**SELECTED TEXT**
=======

Another arrival of a different sort: I park my car in the visitor’s lot at John Trauber High School in Vista Valley, California. Although the location is suburban, the city of Vista Valley has a reputation for gangs and a history of animosity between the largely poor Latino community of former migrant farm workers and the largely middle-class Anglo community that runs the city government, police, and school district. A friend who had worked with me in a San Francisco middle school, upon hearing that I had applied for a job at Trauber High, passed along a newspaper clipping that described the stabbing death of a parent at the school. According to the news story, the parent, the father of a student in the school band, had been waiting to pick up his child after an evening concert. As he sat in his car he was confronted by two “gangbanger” boys, and an angry exchange of words followed. During the argument—witnesses said that the disagreement arose from one of the teenage boys sitting on the hood of the father’s car—a knife was pulled, and the father was stabbed. He bled to death before an ambulance could arrive. My friend asked me if I really wanted to teach in a district that had such violent students. Of course, this was coming from someone who had spent her entire career as a teacher and administrator in San Francisco Unified, a school district with a troubled reputation of its own.
image
Figure 1.1 Richard Dadier (Glenn Ford) arrives at North Manual High School. Blackboard Jungle (Warner Brothers, 1955)
As I walked across the lot I noticed a group of Latino boys playing basketball in the courts abutting the parking area. They were muscular and tattooed. Sweat dripped from their tanned skin as they roughly jostled each other for position under the basket. Their intense physicality intimidated me, but they for the most part ignored my presence as I passed by. With their shouting and rough play, these young men evoked for me the perpetrators of the father’s stabbing no matter how much I told myself that they were totally unrelated to the incident.
Forty years separate the cinematic arrival of Richard Dadier to North Manual High School and my actual arrival at John Trauber. Though fiction, Dadier’s arrival is based on author Evan Hunter’s experience as a high school teacher in New York City during the 1950s.2 Both arrival scenes mark a teacher’s entrance into a world peopled by otherness. Both arrival scenes activate a set of coded images and discourses concerning the opposition between the adult world of teachers, with conventional notions of morality and reason, and the teenage world of students, with contrary notions of wildness and rebellion (seen from the point of view of adults, but often enough from that of teenagers as well). My knowledge of Trauber and Vista Valley was inscribed with not only the detail of the father’s stabbing, but with the ubiquitous images and narratives that portray teenagers (in particular, racialized boys) as menacing and out of control. These boys (these representations of boys) would just as soon knife you as take a look at you.

=======

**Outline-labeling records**
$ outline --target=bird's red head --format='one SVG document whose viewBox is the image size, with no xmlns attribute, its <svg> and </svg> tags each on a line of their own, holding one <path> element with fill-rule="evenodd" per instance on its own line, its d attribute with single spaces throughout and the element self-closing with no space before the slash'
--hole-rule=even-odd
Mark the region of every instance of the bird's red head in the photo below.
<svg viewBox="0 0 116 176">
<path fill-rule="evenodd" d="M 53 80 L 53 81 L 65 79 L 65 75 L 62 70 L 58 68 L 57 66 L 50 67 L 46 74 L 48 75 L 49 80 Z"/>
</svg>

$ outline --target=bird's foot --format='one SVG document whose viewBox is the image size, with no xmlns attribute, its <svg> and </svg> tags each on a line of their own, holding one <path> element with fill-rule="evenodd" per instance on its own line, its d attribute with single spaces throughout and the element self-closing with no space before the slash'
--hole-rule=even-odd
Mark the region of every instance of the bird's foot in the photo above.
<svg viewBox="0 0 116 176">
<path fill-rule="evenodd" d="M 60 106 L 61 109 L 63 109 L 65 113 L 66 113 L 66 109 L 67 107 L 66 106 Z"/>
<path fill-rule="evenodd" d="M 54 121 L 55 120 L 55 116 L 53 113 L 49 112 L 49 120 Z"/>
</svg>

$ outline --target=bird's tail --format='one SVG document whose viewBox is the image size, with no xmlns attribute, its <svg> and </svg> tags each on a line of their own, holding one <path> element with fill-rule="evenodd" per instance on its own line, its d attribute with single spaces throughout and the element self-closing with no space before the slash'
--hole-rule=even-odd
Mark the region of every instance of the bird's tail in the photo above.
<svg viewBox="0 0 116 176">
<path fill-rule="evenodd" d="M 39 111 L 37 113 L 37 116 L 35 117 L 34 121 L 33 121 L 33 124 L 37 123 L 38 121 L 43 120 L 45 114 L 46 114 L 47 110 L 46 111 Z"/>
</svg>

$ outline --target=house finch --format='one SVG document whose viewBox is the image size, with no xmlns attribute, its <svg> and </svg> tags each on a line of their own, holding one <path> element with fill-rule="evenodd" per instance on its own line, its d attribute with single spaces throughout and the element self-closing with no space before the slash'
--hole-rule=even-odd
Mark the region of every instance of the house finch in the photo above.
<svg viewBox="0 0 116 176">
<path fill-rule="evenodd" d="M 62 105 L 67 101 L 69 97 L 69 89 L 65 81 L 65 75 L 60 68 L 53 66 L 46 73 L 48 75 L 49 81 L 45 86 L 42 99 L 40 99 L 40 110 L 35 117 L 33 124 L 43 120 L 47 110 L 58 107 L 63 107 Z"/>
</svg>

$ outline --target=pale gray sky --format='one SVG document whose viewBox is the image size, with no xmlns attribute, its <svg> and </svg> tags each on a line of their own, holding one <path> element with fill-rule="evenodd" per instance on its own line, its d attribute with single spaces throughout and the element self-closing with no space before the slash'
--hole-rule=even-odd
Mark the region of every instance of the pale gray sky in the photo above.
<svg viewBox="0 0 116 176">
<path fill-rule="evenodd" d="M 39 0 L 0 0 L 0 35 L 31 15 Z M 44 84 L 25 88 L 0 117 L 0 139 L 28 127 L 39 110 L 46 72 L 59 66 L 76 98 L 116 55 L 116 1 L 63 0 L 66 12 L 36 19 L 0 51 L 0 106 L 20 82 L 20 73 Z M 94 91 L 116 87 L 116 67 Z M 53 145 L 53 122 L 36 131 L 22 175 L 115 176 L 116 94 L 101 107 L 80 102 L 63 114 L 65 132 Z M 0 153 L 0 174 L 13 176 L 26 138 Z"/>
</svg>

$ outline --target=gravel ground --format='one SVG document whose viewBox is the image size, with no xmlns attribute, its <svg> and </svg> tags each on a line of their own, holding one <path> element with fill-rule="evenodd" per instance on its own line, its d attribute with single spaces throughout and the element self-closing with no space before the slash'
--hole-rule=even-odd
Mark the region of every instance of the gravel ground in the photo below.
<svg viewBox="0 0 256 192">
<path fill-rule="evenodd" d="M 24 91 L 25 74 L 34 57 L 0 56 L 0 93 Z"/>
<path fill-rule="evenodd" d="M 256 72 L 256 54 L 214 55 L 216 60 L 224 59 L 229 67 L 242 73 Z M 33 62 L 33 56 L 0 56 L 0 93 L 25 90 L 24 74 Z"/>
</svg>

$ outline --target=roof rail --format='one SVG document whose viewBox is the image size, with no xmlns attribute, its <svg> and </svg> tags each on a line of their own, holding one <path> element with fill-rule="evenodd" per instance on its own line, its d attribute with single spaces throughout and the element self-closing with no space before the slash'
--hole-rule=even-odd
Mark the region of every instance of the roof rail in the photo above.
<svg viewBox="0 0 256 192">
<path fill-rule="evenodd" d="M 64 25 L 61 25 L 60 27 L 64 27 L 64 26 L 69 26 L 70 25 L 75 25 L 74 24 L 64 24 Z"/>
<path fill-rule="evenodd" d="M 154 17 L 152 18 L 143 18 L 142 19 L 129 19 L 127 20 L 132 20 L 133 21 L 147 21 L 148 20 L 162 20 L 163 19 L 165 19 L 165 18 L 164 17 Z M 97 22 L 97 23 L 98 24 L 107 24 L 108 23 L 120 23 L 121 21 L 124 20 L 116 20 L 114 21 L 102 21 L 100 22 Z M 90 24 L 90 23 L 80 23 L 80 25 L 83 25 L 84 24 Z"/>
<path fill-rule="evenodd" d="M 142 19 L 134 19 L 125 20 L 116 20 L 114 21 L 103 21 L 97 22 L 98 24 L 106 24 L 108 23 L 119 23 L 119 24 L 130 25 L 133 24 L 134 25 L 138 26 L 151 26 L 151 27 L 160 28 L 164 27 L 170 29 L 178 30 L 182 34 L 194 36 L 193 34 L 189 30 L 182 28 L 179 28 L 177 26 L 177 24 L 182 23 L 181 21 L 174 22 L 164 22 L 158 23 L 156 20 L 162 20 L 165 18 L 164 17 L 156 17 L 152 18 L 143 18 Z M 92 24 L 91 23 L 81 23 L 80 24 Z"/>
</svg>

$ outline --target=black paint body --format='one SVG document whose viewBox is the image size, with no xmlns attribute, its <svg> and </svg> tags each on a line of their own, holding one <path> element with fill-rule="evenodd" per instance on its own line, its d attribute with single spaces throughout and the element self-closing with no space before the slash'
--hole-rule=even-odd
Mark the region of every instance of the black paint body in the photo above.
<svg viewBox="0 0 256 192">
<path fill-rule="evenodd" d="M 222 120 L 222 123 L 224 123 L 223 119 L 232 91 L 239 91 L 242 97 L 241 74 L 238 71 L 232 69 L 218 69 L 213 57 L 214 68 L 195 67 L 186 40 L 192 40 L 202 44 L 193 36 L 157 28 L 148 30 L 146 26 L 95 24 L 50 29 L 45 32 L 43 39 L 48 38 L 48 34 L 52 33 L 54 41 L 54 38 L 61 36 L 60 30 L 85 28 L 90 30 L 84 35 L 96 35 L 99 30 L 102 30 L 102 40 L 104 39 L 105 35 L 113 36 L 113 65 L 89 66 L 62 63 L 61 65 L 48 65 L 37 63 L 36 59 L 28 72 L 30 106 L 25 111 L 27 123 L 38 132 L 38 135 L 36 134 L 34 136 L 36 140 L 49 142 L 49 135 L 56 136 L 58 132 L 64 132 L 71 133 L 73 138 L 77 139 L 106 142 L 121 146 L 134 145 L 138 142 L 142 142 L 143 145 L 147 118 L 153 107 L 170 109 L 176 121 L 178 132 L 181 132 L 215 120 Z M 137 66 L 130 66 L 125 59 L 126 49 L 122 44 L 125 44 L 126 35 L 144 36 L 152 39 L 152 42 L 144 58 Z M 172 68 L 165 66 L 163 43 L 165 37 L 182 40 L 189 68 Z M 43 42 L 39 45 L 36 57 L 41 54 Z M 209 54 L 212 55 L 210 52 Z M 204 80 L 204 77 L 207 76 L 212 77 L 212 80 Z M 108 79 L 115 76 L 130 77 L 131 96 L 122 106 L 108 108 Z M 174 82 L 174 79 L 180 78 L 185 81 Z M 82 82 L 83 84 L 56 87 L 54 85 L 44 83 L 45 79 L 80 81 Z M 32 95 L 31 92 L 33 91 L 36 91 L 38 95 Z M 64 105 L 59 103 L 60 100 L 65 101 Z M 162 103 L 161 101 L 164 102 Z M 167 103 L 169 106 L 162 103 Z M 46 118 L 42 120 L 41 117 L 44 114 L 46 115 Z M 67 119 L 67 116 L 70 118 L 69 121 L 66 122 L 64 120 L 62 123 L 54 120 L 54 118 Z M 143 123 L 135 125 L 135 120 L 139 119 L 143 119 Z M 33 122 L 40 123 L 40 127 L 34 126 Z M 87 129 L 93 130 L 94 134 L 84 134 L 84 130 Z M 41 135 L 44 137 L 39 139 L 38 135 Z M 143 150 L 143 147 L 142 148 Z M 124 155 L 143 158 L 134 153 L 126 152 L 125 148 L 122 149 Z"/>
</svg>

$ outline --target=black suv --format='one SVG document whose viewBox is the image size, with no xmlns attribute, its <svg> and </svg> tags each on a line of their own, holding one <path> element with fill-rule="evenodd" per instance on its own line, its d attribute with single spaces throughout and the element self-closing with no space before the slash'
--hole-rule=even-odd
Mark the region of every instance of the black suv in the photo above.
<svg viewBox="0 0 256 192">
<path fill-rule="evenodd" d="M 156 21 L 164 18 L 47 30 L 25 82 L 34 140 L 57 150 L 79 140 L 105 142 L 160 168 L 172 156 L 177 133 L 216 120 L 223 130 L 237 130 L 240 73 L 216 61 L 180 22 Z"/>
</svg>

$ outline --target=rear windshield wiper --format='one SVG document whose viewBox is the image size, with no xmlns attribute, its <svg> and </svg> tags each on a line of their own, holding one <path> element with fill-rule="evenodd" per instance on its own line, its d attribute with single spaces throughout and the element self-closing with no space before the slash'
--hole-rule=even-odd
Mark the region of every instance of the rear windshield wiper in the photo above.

=======

Reproduce word for word the passage of the John Trauber High School text above, from "As I walked" up to and including "to the incident.".

As I walked across the lot I noticed a group of Latino boys playing basketball in the courts abutting the parking area. They were muscular and tattooed. Sweat dripped from their tanned skin as they roughly jostled each other for position under the basket. Their intense physicality intimidated me, but they for the most part ignored my presence as I passed by. With their shouting and rough play, these young men evoked for me the perpetrators of the father’s stabbing no matter how much I told myself that they were totally unrelated to the incident.